Records:

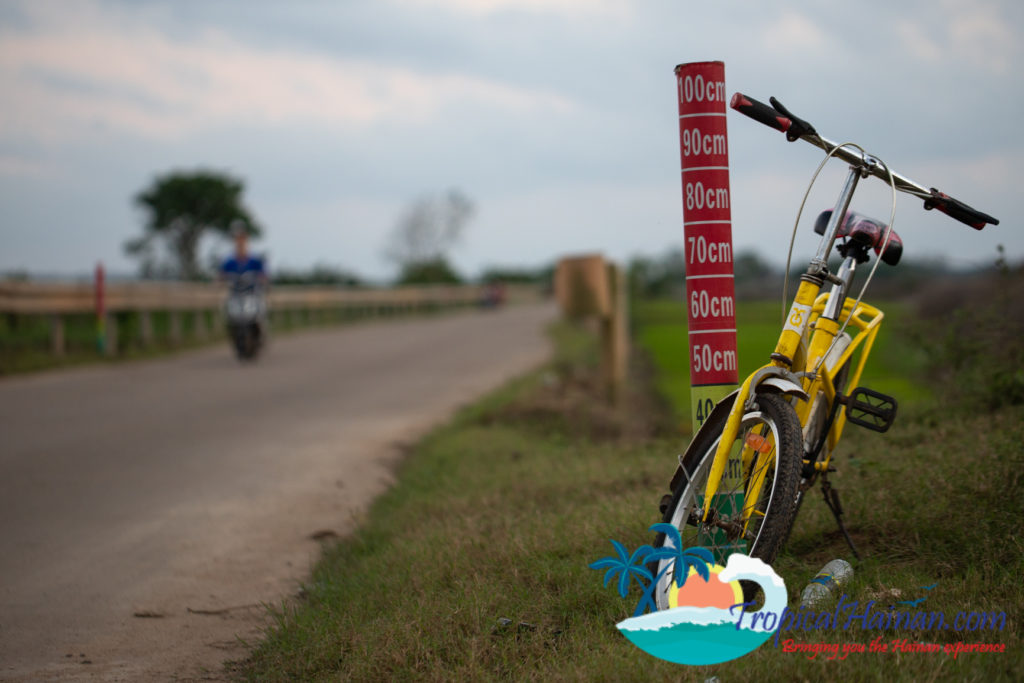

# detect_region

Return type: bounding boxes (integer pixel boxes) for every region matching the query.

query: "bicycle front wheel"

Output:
[652,394,804,609]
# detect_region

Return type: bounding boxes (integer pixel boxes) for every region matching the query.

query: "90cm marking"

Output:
[683,128,726,157]
[679,74,725,104]
[685,181,729,211]
[693,344,736,373]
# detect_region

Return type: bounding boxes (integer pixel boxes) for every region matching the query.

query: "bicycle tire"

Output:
[650,394,804,610]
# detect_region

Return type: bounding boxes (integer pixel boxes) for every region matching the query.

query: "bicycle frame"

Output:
[655,92,999,589]
[702,165,883,531]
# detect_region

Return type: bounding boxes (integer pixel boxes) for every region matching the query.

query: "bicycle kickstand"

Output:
[821,472,860,560]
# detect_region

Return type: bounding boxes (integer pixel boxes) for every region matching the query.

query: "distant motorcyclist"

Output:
[220,225,267,286]
[220,225,268,360]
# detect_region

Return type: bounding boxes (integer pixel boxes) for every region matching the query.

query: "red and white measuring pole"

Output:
[676,61,738,432]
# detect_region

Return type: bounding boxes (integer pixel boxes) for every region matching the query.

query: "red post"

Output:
[676,61,738,431]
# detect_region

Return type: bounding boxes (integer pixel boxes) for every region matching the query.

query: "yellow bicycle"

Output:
[651,93,998,609]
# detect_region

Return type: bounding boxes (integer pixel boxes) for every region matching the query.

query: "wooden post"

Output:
[50,313,65,356]
[138,310,153,348]
[193,310,210,341]
[168,310,181,346]
[601,263,629,403]
[103,311,118,358]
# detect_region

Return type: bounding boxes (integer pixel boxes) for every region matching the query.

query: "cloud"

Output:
[400,0,628,15]
[0,3,572,141]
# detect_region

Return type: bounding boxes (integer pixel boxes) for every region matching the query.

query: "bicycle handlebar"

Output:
[729,92,999,230]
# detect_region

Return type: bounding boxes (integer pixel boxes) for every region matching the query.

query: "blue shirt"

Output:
[220,256,266,280]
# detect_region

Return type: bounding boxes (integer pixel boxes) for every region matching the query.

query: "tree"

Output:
[384,189,475,285]
[590,540,657,616]
[125,171,261,280]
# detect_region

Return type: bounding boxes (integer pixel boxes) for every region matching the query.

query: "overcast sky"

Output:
[0,0,1024,279]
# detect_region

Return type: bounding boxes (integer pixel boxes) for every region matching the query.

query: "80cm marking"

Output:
[686,181,729,211]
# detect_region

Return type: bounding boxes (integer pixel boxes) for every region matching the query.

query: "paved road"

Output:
[0,306,553,680]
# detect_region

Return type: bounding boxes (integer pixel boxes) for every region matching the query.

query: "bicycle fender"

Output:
[669,389,739,493]
[755,377,809,400]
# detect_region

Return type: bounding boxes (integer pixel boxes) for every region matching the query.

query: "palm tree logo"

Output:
[590,522,715,616]
[589,522,787,666]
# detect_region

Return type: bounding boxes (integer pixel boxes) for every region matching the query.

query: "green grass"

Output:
[233,313,1024,682]
[633,301,928,433]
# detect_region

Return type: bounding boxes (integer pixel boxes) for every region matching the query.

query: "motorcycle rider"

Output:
[220,225,267,287]
[219,224,268,359]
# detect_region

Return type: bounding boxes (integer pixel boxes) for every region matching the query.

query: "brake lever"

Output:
[768,96,818,142]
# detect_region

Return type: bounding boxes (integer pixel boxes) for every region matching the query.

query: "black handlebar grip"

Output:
[925,187,999,230]
[729,92,793,133]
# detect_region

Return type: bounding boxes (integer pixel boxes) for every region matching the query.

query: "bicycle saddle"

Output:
[814,209,903,265]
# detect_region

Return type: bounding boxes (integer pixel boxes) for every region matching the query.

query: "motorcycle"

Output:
[224,272,267,360]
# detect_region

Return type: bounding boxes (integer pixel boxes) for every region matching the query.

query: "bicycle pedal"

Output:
[844,387,896,432]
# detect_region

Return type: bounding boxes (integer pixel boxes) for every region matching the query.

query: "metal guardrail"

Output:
[0,281,542,355]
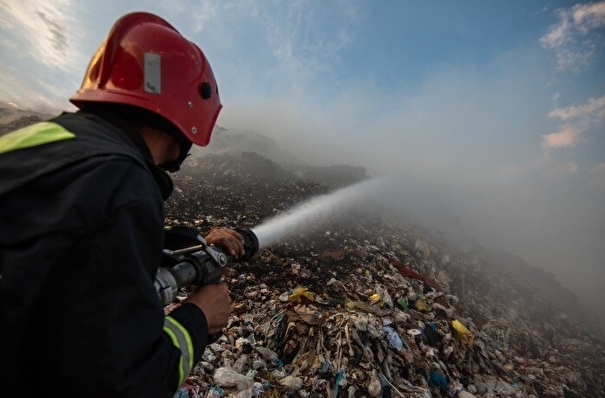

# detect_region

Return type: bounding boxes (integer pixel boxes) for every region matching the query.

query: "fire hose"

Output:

GIVEN INSTRUCTION
State how many lines of the material contain the word "bicycle", giving only the number.

PROBLEM SOLUTION
9